Requirement: In your transcription, keep every record exact and leave out the pictures.

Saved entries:
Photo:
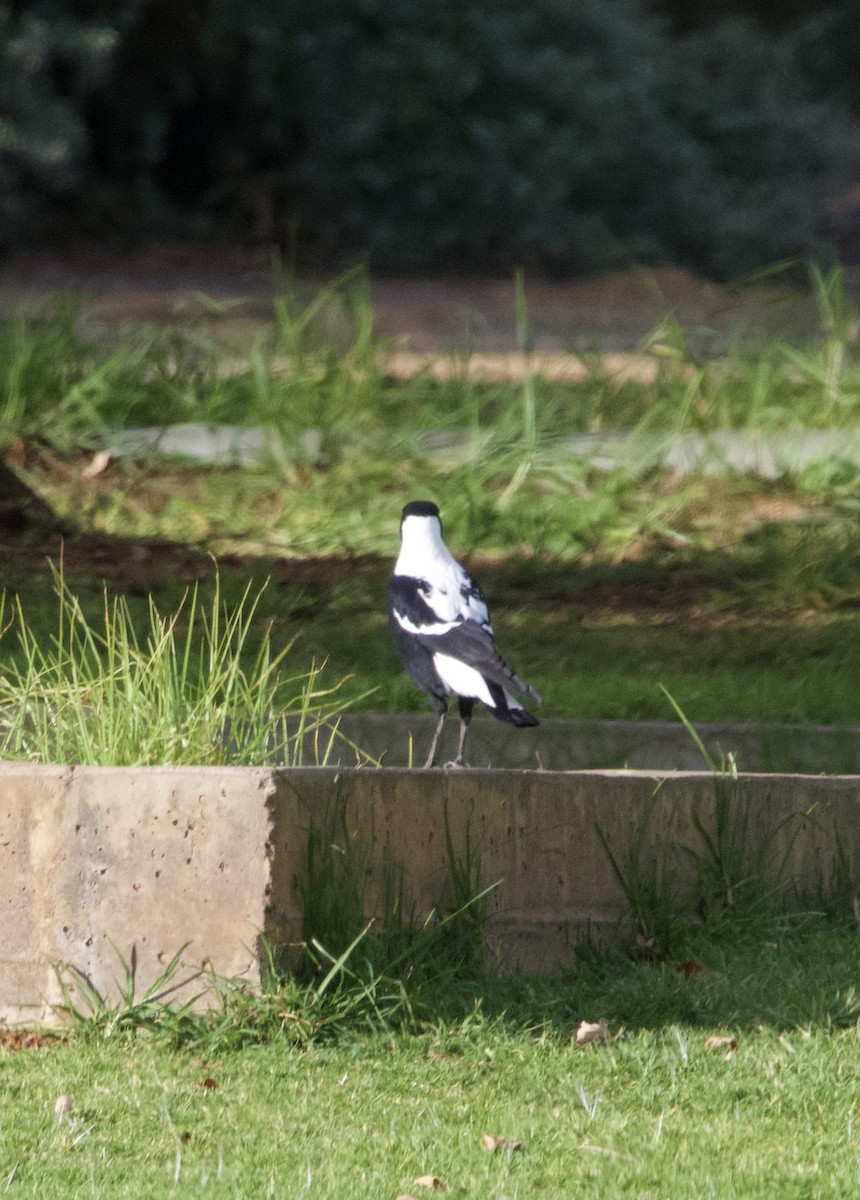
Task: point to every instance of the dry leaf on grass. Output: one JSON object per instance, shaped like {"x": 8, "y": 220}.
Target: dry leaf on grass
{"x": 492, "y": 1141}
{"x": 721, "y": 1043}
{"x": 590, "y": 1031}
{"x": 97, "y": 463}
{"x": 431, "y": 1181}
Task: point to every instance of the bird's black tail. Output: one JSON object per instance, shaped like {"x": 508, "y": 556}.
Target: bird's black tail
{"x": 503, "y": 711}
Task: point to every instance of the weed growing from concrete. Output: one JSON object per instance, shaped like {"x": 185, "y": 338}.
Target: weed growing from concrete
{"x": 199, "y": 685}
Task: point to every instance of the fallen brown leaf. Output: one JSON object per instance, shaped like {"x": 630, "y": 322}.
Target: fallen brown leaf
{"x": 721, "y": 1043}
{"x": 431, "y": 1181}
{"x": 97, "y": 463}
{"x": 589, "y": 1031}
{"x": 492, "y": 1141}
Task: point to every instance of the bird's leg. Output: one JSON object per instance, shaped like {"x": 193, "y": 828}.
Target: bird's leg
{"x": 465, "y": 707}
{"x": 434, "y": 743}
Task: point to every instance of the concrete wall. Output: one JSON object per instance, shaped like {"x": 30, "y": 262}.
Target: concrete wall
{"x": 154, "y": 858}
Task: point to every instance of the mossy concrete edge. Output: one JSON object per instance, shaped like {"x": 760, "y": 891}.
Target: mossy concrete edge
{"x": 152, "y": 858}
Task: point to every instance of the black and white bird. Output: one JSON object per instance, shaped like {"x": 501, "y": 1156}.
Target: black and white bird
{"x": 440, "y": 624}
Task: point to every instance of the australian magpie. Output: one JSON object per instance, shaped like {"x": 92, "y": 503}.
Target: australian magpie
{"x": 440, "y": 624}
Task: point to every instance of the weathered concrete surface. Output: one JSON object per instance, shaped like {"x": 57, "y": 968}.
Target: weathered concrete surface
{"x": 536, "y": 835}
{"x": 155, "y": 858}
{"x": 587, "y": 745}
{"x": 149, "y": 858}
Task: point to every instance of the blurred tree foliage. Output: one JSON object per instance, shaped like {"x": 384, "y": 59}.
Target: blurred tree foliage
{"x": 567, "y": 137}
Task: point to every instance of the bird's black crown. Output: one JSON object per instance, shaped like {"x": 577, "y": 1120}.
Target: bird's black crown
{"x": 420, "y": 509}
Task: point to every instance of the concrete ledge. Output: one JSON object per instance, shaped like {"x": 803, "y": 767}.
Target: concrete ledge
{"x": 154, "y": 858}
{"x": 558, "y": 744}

Answer section:
Photo:
Task: point to every instance of the dry leaf on grass. Output: one JSON object per instance, shaped like {"x": 8, "y": 220}.
Target: dry leaf on grass
{"x": 492, "y": 1141}
{"x": 721, "y": 1043}
{"x": 590, "y": 1031}
{"x": 97, "y": 463}
{"x": 431, "y": 1181}
Task: point to every instance of the bird's black tail. Output: one JSON object per instance, shaped like {"x": 508, "y": 556}.
Target: bird's black tail
{"x": 503, "y": 711}
Task: point to every instance of the weed growing from concrete. Output: one JSON object per instance, shaped like {"x": 185, "y": 338}.
Target: weed growing from concrete
{"x": 199, "y": 685}
Task: point to every instance of the fallen brown leaf. Output: one JSON object per instance, shaped like {"x": 630, "y": 322}.
Target: fallen brown leaf
{"x": 721, "y": 1043}
{"x": 431, "y": 1181}
{"x": 97, "y": 463}
{"x": 589, "y": 1031}
{"x": 492, "y": 1141}
Task: point to every instance of the bird's leg. Output: one JSON object per instance, shaped like {"x": 193, "y": 828}.
Target: bird's leg
{"x": 465, "y": 707}
{"x": 434, "y": 743}
Task: point to every instance of the concrete wall. Output: one JSON object per instance, shaped like {"x": 30, "y": 262}.
Target: concrete wall
{"x": 154, "y": 858}
Task: point to every instance of the mossy concrete edge. Output: one JSON object per instance, shaped like {"x": 760, "y": 891}.
Target: mossy concrete edge
{"x": 152, "y": 858}
Task: point to every instance of the black and white bird. Output: one JSON object per instance, shaped like {"x": 501, "y": 1156}.
Target: black and white bird
{"x": 440, "y": 624}
Task: point to every instance of the australian magpie. Output: one JSON object per instance, shaped like {"x": 92, "y": 503}.
Target: australian magpie
{"x": 440, "y": 624}
Task: point to every instance of the weathered concrete surface. Output: one JSON object per instance, shaped like {"x": 57, "y": 968}.
Target: weathered concrete surface
{"x": 536, "y": 835}
{"x": 155, "y": 858}
{"x": 587, "y": 745}
{"x": 149, "y": 858}
Task: point to every instance of the blurred tree foliage. Output: one JSON object per instance, shaped like {"x": 384, "y": 59}.
Target: blurred tree foliage
{"x": 567, "y": 137}
Task: point to every instance of the bird's black crown. Output: one JSON object per instance, shaped like {"x": 577, "y": 1120}.
Target: bird's black crown
{"x": 420, "y": 509}
Task: point to every instance of the concrete ledge. Output: one JSON object per instance, shaped like {"x": 803, "y": 767}.
Target: concrete ledge
{"x": 154, "y": 858}
{"x": 558, "y": 744}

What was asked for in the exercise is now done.